START Material shown

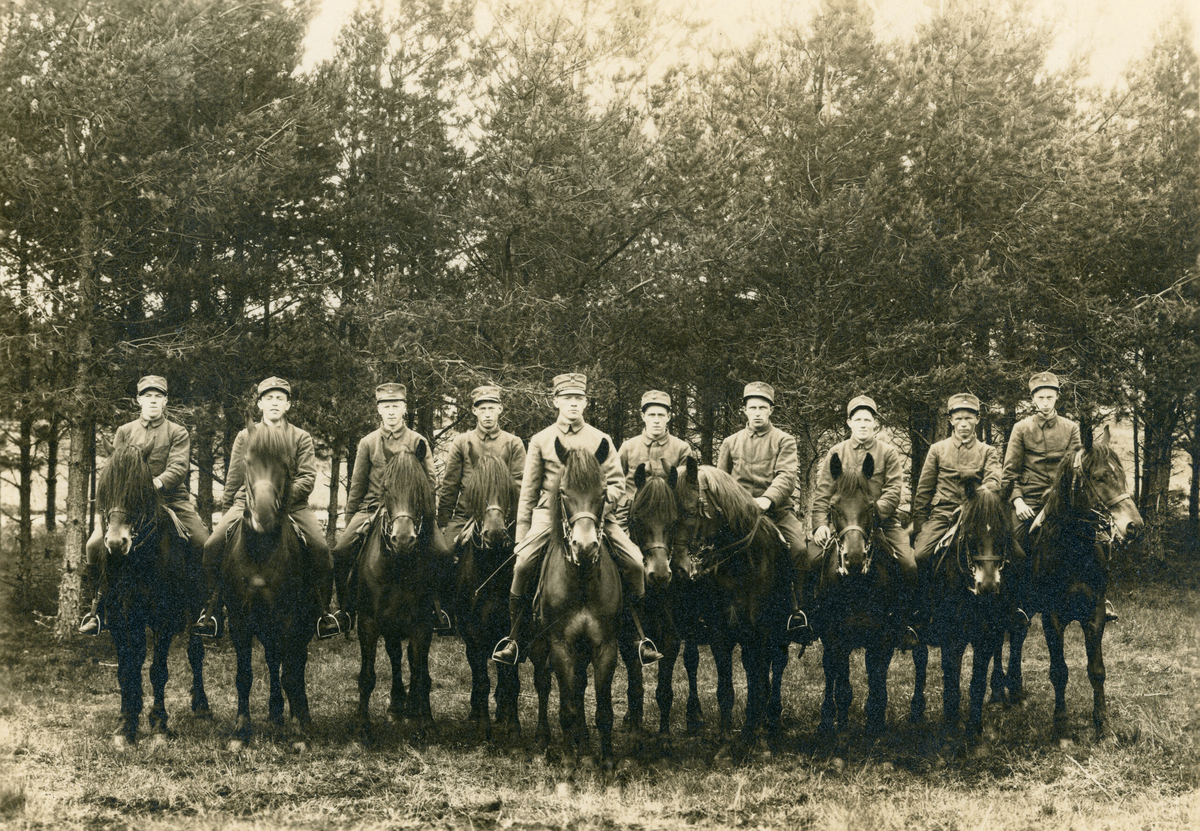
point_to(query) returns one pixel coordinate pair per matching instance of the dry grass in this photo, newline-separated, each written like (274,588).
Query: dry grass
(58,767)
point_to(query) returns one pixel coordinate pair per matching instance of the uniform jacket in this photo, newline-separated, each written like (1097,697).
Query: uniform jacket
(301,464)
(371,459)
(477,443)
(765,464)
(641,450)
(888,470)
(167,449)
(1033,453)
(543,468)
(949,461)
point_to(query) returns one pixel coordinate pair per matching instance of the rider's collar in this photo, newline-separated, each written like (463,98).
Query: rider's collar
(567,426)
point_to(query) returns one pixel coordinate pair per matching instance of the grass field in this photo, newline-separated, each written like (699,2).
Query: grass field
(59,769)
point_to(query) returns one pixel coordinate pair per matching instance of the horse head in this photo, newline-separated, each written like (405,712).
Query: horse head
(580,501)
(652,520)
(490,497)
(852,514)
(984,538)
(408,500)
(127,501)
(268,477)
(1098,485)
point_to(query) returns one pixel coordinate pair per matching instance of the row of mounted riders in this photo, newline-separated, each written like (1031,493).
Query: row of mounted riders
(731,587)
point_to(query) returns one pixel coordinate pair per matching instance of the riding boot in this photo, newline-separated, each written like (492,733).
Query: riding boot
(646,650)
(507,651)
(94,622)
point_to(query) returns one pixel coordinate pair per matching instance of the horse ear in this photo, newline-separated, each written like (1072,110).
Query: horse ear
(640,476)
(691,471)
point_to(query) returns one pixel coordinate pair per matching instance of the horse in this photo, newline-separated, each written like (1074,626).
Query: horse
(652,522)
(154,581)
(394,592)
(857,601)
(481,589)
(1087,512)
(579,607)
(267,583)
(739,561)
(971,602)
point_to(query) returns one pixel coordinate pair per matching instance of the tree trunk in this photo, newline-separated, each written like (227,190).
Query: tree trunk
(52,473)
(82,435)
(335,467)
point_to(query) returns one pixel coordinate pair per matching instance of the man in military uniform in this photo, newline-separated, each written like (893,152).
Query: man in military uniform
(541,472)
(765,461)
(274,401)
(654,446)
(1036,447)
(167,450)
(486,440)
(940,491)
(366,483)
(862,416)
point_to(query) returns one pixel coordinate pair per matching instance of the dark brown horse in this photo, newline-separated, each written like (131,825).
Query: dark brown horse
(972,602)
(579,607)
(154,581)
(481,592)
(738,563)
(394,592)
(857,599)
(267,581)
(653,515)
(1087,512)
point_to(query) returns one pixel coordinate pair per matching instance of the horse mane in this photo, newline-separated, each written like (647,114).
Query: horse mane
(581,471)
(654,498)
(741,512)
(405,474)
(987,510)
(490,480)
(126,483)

END Material shown

## Task item
In the data above, which lines lie between the line with "Query: row of mounted riders" and the line with "written like (131,825).", inclusive? Print those lines exactly and nothing else.

## The completed task
Query: row of mounted riders
(731,587)
point_to(query) returns one pixel coordinate pair per matching instance of the riding boot in this photo, newline-separated, each written like (492,733).
Query: riding boot
(646,650)
(507,651)
(94,622)
point_to(query) returns one pixel coordinate pair per matching instance of the horse ear in this photo, newline-separated, each written like (1072,110).
Query: horse ear
(640,476)
(691,471)
point_to(query) returns one pixel coordinate pair per matching instance of the horse in this photo, newline-separated, each written like (1074,626).
Query: horse
(652,522)
(154,581)
(394,592)
(857,601)
(481,589)
(1087,512)
(579,607)
(267,583)
(739,561)
(971,602)
point_to(query) returns one pixel coordinate pair per matching instance of the tree trunk in this photo, newline-separated, each written like (227,190).
Query: tree trunk
(52,473)
(82,435)
(335,467)
point_to(query) returns one pixel coordinate pair per matching instance of the man in military uniform in this photo, newline-separated, each written like (893,152).
Query: man in military uniform
(541,472)
(765,461)
(274,401)
(654,446)
(1036,447)
(167,450)
(486,440)
(940,491)
(366,483)
(862,416)
point_to(query) returns one pixel coordinate pair per matching instance of the dark brown horse in this photo, newline-separated, each written like (131,825).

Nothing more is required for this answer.